_Short problem:_
Copy out all of the data below and shift every x and y coordinate in the answers up by 77, leaving everything else unchanged.

_Data extract:_

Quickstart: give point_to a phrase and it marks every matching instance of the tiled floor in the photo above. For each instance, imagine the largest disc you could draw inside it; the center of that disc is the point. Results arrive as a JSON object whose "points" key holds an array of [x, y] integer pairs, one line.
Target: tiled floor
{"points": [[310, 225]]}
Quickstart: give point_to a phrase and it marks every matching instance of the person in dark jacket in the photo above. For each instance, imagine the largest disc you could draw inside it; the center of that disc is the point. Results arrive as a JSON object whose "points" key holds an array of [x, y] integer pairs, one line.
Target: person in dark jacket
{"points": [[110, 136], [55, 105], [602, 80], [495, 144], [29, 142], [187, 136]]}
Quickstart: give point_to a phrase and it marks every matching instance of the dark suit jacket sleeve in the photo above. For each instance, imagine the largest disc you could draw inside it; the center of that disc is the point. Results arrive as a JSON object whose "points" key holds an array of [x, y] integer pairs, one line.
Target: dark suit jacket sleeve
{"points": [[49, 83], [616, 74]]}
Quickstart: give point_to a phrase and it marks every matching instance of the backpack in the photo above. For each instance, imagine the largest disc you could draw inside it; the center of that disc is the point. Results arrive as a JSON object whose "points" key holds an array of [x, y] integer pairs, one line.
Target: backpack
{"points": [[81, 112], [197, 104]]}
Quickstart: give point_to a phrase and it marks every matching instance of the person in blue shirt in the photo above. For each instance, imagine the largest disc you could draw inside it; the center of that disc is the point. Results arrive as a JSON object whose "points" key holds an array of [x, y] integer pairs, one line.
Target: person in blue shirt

_Exercise output:_
Quickstart: give point_to a phrase and it marks every matching instance of the tiled floor in the photo above. For each instance, imagine the largest disc you could draw inside it; the center of that disc is the point. Results arrive as a JSON object whose "points" key holds an array of [x, y] integer pairs, one line.
Target: tiled floor
{"points": [[387, 302]]}
Quickstart: give point_to a phrase and it marks every matching instance of the person in dark jacket in the photo above. For each instance, imagine the largest disc you could draw inside it; the center of that disc is the point. Results arrive as a JSON object whose "points" key holds an array of [x, y] integer pairs, one line.
Target: person in dark jacket
{"points": [[187, 213], [132, 182], [679, 157], [572, 221], [106, 219], [264, 213]]}
Quickstart: give point_to a phrase and it marks every matching instance of the dark suit jacket sleeve in the photo above. For each instance, imagine the largest disc you could draw inside it; the center of that disc is the point. Results arrive as a JSON object whose "points" key holds an array of [x, y] integer pairs, one line.
Target: dark suit jacket sleeve
{"points": [[126, 160], [693, 151]]}
Quickstart: give point_to a phrase and it marks every matching instance of the backpack in the photo above. For each instance, imagine the largest disc you could draw inside it; the center of that disc is the point. Results arrive as a JSON object whose "points" key holds an array of [x, y] integer pairs, one line.
Target: backpack
{"points": [[158, 189], [274, 181]]}
Quickstart: give point_to a phrase and it marks every matching instance of the person in blue shirt in the photo above. For each instance, imagine the largest disc you could draw inside it; the center of that disc is the point. Results arrive as a JSON object whose "points" key holds an array of [x, y] integer pairs, one line.
Target: person in blue shirt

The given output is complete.